*Given problem:* Look below for the line with "the curved trunk?", and from there restate every line word for word until the entries end.

(Extracted data entries)
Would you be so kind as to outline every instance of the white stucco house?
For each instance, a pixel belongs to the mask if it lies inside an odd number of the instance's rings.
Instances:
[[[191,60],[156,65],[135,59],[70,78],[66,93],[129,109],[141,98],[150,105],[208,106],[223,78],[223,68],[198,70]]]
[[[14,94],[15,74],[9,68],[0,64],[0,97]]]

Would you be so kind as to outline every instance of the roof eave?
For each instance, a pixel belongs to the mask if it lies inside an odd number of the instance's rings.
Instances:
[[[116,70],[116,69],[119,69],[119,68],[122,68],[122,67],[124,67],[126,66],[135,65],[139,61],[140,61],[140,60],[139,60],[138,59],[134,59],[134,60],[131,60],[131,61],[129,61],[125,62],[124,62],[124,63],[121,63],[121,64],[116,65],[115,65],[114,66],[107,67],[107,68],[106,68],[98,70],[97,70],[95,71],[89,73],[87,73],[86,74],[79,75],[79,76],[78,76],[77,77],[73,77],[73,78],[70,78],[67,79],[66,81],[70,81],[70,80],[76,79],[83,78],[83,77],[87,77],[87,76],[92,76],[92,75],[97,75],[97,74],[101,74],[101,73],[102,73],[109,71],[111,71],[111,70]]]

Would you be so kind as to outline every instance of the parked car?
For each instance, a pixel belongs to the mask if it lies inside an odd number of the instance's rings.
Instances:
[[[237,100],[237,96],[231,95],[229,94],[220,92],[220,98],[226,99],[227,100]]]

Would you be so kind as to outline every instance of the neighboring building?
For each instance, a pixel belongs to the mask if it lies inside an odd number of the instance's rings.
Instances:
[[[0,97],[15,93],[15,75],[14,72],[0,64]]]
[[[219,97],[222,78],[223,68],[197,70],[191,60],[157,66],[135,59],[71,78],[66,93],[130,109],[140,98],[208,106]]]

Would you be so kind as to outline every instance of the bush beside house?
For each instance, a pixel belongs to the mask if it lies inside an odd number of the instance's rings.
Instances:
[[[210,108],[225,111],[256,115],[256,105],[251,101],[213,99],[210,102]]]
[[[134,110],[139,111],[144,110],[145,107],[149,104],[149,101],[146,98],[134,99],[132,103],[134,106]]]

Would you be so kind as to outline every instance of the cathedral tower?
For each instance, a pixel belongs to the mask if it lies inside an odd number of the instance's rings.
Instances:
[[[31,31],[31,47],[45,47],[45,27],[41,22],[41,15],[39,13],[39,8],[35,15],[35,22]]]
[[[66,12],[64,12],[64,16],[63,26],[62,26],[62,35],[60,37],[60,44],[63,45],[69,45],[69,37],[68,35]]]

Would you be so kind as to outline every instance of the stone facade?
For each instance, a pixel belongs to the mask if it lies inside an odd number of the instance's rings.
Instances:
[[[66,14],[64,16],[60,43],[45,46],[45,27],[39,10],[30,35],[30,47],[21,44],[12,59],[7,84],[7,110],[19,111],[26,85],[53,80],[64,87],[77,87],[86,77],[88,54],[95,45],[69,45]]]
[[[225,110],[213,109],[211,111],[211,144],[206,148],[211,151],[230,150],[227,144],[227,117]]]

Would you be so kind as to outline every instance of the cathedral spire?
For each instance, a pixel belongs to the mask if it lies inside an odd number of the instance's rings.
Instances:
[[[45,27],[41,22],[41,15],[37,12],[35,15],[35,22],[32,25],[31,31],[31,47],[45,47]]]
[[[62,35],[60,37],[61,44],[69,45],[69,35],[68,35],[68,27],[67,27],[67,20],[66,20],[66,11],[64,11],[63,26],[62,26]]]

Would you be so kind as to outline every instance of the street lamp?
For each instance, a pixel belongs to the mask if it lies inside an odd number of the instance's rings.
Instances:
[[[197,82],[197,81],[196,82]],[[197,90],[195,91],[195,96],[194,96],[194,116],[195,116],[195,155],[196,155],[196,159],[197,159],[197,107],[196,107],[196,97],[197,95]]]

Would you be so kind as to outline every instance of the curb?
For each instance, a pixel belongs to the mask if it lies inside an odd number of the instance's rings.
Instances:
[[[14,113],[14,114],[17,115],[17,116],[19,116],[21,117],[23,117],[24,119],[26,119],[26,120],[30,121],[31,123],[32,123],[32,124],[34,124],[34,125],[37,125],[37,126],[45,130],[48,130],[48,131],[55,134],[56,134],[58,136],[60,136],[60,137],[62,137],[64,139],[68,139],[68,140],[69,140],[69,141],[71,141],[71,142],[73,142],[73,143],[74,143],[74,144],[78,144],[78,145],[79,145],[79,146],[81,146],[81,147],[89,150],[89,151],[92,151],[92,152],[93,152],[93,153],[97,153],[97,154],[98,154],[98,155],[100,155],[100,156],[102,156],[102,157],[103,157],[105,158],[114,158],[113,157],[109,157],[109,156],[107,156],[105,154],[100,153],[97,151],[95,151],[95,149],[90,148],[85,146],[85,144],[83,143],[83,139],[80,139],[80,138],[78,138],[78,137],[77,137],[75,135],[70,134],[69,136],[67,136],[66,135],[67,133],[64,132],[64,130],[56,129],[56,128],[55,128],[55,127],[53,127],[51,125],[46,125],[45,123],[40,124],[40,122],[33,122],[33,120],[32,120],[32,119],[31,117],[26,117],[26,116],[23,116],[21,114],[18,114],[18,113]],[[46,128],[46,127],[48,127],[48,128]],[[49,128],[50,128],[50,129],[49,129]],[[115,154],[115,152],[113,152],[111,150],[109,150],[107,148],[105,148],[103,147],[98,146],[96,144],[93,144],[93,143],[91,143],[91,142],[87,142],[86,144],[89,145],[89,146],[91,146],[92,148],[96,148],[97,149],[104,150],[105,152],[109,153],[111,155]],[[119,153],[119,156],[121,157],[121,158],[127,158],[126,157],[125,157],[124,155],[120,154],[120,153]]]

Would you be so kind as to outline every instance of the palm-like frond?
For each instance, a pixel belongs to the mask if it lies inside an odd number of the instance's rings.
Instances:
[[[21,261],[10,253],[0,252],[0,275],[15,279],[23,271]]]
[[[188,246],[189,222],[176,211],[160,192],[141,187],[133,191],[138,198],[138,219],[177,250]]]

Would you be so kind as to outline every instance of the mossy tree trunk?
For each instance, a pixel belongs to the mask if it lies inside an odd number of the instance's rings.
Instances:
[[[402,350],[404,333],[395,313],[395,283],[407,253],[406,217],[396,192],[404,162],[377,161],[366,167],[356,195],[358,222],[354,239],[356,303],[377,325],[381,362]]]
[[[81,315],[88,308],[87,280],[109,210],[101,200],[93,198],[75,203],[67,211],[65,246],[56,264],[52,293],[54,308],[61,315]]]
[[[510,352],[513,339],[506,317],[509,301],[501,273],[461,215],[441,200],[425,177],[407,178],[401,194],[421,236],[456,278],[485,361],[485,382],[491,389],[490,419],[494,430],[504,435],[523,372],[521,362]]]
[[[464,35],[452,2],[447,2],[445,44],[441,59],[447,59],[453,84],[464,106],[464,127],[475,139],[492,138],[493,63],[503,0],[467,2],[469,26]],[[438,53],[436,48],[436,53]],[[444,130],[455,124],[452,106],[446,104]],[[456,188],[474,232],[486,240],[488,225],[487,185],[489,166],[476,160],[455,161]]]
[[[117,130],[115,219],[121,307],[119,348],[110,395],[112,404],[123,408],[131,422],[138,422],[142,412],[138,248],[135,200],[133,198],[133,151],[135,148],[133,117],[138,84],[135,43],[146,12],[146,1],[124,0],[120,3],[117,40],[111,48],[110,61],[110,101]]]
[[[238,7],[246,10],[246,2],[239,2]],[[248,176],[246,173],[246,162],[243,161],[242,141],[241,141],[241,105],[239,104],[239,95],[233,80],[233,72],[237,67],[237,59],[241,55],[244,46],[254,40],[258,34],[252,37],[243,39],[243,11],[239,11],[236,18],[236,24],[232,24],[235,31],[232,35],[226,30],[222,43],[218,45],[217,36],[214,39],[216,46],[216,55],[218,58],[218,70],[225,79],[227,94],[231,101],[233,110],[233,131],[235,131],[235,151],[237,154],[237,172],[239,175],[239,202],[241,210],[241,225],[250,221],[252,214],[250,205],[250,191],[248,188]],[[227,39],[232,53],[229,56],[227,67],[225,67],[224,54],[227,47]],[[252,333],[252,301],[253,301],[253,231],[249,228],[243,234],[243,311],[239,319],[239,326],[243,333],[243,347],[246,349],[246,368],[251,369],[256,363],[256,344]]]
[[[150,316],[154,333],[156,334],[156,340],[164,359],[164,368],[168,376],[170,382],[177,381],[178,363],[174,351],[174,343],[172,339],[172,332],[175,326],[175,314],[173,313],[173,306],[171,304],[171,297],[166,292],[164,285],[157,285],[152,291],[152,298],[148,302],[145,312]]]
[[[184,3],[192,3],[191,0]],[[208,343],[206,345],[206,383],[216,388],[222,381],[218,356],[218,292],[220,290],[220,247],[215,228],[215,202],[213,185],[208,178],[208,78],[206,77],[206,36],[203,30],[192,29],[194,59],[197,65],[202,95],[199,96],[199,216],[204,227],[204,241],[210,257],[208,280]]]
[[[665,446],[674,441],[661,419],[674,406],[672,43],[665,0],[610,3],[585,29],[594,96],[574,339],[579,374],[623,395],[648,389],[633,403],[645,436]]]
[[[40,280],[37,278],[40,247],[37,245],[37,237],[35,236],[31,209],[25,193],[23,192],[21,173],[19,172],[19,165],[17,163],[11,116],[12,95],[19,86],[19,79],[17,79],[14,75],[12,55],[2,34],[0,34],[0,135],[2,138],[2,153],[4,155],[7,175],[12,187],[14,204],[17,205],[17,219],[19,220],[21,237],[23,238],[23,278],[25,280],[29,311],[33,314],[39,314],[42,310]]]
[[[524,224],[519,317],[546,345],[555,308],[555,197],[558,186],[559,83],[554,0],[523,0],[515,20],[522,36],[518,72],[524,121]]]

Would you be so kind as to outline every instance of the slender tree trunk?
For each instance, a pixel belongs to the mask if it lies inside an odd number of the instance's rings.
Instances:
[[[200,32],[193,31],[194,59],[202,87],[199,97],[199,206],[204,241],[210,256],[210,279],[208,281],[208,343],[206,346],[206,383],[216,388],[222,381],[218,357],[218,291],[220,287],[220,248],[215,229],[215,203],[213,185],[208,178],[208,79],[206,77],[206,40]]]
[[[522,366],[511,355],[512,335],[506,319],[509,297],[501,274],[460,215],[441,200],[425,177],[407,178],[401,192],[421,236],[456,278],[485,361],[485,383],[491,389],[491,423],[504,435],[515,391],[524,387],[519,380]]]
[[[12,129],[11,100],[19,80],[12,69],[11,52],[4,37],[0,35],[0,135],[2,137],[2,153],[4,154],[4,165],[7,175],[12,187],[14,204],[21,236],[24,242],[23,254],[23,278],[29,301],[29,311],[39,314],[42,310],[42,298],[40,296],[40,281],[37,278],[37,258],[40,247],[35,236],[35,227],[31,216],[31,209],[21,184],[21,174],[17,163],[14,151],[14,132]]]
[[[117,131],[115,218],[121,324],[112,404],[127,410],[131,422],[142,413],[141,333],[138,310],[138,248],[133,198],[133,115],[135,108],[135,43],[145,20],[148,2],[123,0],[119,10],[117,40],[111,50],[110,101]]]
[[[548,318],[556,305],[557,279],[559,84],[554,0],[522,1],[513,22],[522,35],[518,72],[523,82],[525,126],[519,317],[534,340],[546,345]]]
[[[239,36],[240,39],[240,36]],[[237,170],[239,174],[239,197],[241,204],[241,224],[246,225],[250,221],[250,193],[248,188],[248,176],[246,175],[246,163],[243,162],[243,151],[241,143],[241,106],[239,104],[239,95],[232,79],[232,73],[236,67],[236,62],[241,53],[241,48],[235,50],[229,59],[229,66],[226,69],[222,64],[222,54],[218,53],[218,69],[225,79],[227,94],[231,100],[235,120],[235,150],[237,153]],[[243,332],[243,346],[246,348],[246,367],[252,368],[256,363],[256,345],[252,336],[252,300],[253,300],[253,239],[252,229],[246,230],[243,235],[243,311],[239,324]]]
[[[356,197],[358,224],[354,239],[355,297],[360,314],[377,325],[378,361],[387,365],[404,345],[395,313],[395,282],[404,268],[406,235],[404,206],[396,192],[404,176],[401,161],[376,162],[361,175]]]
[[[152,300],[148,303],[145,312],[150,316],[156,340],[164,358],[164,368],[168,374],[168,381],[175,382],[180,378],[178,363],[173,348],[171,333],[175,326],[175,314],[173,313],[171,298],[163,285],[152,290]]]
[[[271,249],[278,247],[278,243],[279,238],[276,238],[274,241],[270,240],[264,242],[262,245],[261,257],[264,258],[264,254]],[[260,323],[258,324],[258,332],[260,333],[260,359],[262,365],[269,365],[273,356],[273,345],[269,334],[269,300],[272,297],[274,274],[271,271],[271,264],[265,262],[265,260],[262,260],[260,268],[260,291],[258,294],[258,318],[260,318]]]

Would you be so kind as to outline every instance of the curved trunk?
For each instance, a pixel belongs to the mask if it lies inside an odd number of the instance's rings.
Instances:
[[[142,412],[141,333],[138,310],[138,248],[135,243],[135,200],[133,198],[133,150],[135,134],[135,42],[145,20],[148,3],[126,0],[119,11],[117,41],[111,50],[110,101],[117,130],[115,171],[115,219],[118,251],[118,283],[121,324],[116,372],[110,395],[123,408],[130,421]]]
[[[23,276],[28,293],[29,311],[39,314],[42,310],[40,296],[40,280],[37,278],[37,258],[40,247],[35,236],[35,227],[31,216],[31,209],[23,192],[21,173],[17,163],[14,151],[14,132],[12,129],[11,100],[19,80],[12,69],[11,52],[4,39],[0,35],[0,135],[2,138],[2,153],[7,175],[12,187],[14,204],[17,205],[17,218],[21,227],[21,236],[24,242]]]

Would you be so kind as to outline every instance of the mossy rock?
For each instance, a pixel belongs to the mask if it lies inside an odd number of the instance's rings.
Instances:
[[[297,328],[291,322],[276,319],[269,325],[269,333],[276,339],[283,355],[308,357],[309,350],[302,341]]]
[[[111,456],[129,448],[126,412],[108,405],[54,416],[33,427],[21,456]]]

*Response:*
Would you be so kind as to outline every instance of the curved trunk?
For each instance, a pixel belongs to the mask if it lies inside an odd number of the instance's rings.
Instances:
[[[142,412],[141,333],[138,310],[138,248],[135,243],[135,200],[133,198],[133,150],[135,134],[135,42],[145,20],[148,3],[126,0],[119,11],[117,41],[111,50],[110,101],[117,130],[115,171],[115,219],[118,251],[118,283],[121,324],[116,372],[110,395],[123,408],[130,421]]]
[[[23,276],[28,293],[29,311],[39,314],[42,310],[40,296],[40,280],[37,278],[37,258],[40,247],[35,236],[35,227],[31,216],[31,209],[23,192],[21,173],[17,163],[14,151],[14,132],[12,129],[11,100],[19,80],[12,69],[11,52],[4,39],[0,35],[0,135],[2,138],[2,153],[7,175],[12,187],[14,204],[17,205],[17,218],[21,227],[21,236],[24,242]]]

Would you be so kind as to outline every instance of the mossy rock?
For each instance, a pixel belongs to the mask if it lies inside an odd number of the instance's rings.
Instances:
[[[297,328],[291,322],[276,319],[269,325],[269,333],[276,339],[283,355],[308,357],[309,350],[302,341]]]
[[[111,456],[129,448],[126,412],[108,405],[54,416],[33,427],[21,456]]]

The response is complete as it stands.